**DIRECTIONS**. Give the entries below as a two-column CSV with the header columns "instruction" and "box", one row for each instruction and its bounding box. Quote every field, replace line breaks with spaces, and leave out the pictures.

(Bounding-box entries)
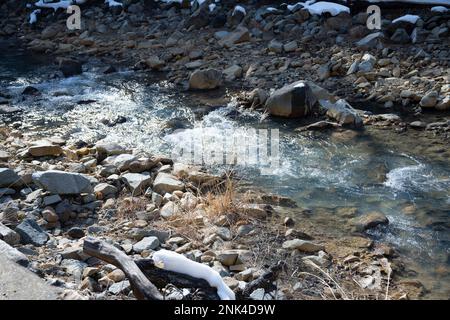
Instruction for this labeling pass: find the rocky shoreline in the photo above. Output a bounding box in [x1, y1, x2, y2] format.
[0, 1, 450, 299]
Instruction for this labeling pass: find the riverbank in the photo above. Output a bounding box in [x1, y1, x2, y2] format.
[3, 0, 449, 299]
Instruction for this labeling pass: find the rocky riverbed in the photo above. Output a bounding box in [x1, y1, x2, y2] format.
[0, 1, 450, 299]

**RESULT FOR THIS EXERCISE**.
instruction,box
"Instruction for this labeling pass: find the rocky shoreline in the photo above. Output a bounding box in [x1, y1, x2, y2] format.","[0, 1, 450, 299]"
"Instruction for this labeling pass: find the riverbank in the photo above. Output a bounding box in [x1, y1, x2, y2] format.","[3, 0, 449, 299]"
"Instruction for this labeling pass: find the rocky riverbed in the photo above. Output a bounding box in [x1, y1, x2, y2] format.","[0, 1, 450, 299]"